Stated exercise
Please copy out the listing below, substituting "Label" for each occurrence of "Target" and leaving everything else unchanged.

--- BEGIN Information given ---

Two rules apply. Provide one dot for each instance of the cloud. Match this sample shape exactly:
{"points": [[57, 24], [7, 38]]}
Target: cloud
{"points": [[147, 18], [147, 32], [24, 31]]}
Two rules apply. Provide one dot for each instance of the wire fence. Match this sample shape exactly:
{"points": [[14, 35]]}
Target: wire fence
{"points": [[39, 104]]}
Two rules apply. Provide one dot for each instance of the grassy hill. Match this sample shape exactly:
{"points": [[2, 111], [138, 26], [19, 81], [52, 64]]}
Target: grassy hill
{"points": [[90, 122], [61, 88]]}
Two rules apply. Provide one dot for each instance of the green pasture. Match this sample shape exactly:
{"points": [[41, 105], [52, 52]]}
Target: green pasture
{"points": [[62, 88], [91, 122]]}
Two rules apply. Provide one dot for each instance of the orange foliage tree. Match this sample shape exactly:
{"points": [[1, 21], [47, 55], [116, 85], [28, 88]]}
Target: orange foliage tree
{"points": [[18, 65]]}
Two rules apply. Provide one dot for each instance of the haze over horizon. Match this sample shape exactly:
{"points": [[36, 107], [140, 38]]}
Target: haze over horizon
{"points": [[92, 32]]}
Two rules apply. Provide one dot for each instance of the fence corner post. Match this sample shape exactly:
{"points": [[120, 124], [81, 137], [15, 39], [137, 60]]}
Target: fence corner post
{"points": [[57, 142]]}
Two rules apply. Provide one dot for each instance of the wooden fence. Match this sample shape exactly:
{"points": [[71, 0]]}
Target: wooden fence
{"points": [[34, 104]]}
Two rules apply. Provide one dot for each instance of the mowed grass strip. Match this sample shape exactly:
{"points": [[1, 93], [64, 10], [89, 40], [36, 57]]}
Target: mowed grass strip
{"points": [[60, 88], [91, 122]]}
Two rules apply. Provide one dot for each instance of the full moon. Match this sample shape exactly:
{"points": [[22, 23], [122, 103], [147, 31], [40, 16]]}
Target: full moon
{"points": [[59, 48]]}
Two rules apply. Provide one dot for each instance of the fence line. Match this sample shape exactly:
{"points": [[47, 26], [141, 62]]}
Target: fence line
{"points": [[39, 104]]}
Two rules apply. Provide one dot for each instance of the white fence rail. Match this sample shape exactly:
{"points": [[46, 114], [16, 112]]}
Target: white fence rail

--- END Information given ---

Correct result
Two rules apply. Provide one dot for each instance of the cloud. Match this sample shape exactly:
{"points": [[57, 24], [7, 38]]}
Label: cloud
{"points": [[147, 18], [147, 32], [24, 31]]}
Two rules apply. Provide one dot for each instance of the wire fence. Match this sample shape exactly:
{"points": [[14, 35]]}
Label: wire fence
{"points": [[39, 104]]}
Two rules apply. Provide one dot for each instance of the grassy hill. Match this sample shape exactly:
{"points": [[2, 111], [138, 26], [19, 81], [52, 64]]}
Label: grassy hill
{"points": [[90, 122], [61, 88]]}
Two rules apply. Provide one dot for each instance of the green pasture. Match this sample shape exactly:
{"points": [[41, 105], [52, 52]]}
Label: green pasture
{"points": [[62, 88], [91, 122]]}
Two rules apply. Provide one dot for each instance of the orange foliage tree. Match this sample shape exactly:
{"points": [[1, 21], [47, 55], [116, 85], [28, 88]]}
Label: orange foliage tree
{"points": [[18, 65]]}
Two rules apply. Provide one dot for each instance of the haze over horizon. Match this sample shape exactly:
{"points": [[36, 107], [140, 38]]}
Label: haze over horizon
{"points": [[92, 32]]}
Two rules apply. Provide one dot for each instance of the fence corner post. Match this sample shape exactly:
{"points": [[120, 124], [81, 137], [15, 39], [137, 60]]}
Label: fence corner post
{"points": [[57, 142]]}
Two rules apply. Provide one dot for each instance of the wooden fence. Match this sample shape exactly:
{"points": [[71, 0]]}
Label: wooden fence
{"points": [[34, 104]]}
Two rules apply. Provide one dot for each instance of the mowed grass strip. Match this sample shape exactly:
{"points": [[1, 93], [64, 10], [89, 40], [36, 57]]}
Label: mowed grass strip
{"points": [[60, 88], [91, 122]]}
Two rules apply. Provide one dot for each instance of the full moon. Match this sample shape exactly:
{"points": [[22, 23], [122, 103], [147, 31], [40, 16]]}
Label: full moon
{"points": [[59, 48]]}
Two rules apply. Provide one dot for each instance of the fence line. Match this sample shape exactly:
{"points": [[47, 26], [141, 62]]}
Label: fence line
{"points": [[39, 104]]}
Two rules apply. Provide one dot for each instance of the white fence rail. Match this sample shape exactly:
{"points": [[46, 114], [16, 112]]}
Label: white fence rail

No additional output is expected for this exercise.